Exercise details>
Leaving out the pictures, please retype each record exactly.

Source material>
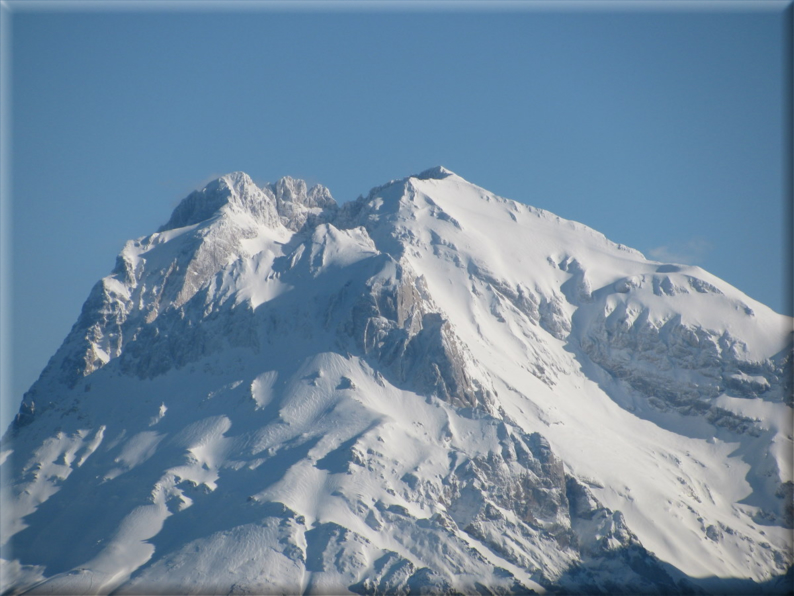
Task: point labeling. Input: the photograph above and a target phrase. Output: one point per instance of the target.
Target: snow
(260, 405)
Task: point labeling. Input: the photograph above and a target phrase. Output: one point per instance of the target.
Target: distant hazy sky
(663, 128)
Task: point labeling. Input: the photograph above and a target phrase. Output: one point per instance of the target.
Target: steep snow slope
(429, 389)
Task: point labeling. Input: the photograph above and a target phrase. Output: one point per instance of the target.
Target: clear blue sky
(663, 129)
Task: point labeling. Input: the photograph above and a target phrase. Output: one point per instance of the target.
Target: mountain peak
(288, 200)
(435, 173)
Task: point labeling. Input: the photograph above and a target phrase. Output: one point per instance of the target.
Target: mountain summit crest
(432, 389)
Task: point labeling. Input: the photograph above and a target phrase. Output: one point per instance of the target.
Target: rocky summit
(428, 390)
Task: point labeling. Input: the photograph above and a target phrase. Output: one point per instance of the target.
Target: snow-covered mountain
(431, 389)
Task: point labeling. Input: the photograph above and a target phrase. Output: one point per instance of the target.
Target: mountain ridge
(496, 380)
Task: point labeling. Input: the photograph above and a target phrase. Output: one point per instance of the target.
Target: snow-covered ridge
(431, 388)
(288, 201)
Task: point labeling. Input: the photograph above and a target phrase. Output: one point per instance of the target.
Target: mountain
(431, 389)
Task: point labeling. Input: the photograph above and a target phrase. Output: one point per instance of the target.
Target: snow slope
(429, 389)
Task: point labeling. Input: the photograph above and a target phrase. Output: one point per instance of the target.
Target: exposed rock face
(428, 390)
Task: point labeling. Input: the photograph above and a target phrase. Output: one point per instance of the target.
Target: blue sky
(662, 128)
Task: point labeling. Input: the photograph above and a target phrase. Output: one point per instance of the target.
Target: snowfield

Finished task>
Task: point labeling. Input: the photograph above and a target phrase. Output: one point per instance of the target.
Target: snow
(260, 405)
Task: point labeling. Input: the photograph above and a target phrase. Output: one point per instance of the target.
Target: distant hazy sky
(663, 128)
Task: point labeling. Input: the photograph above and a target phrase. Output: one point per instance of the target.
Target: steep snow slope
(429, 389)
Task: point labeling. Input: the photograph above and a target phrase. Output: one point per instance of the target.
Target: clear blue sky
(663, 129)
Task: point labeling. Input: the photograph above and a target phrase. Output: one point per instance of the target.
Target: mountain peak
(288, 200)
(435, 173)
Task: point labeling. Input: the photograph above and a target phrase. Output: one point per instance of the target.
Target: mountain summit crest
(432, 389)
Task: point labeling. Input: the photograph above and a target phrase. Output: one point per instance of the target.
Target: rocky summit
(428, 390)
Task: point labeling. Input: the photograph above and a target phrase. Output: one point per instance of the target.
Target: snow-covered mountain
(431, 389)
Task: point labeling. Input: the photograph above and a target phrase. Output: one point per instance of the target.
Target: mountain ridge
(496, 380)
Task: point labeling. Input: the photograph above and a target phrase. Output: one point per instance of the target.
Target: snow-covered ridge
(431, 388)
(288, 201)
Task: point labeling. Input: the photograph above and a target phrase. Output: one point per instance of the target.
Target: mountain
(431, 389)
Task: point labeling. Input: the photograph above and a target phrase. Output: one point per instance of the target.
Target: snow slope
(429, 389)
Task: point labeling. Input: the photograph above and a target phrase. Output: one point per instance of the target.
Target: exposed rock face
(428, 390)
Task: point labeling. Input: the photograph above and a target phrase. Output: one point per instance of the target.
Target: blue sky
(662, 128)
Task: point labeling. Input: the photograph above and a target phrase. Output: one point per instance of the target.
Target: snowfield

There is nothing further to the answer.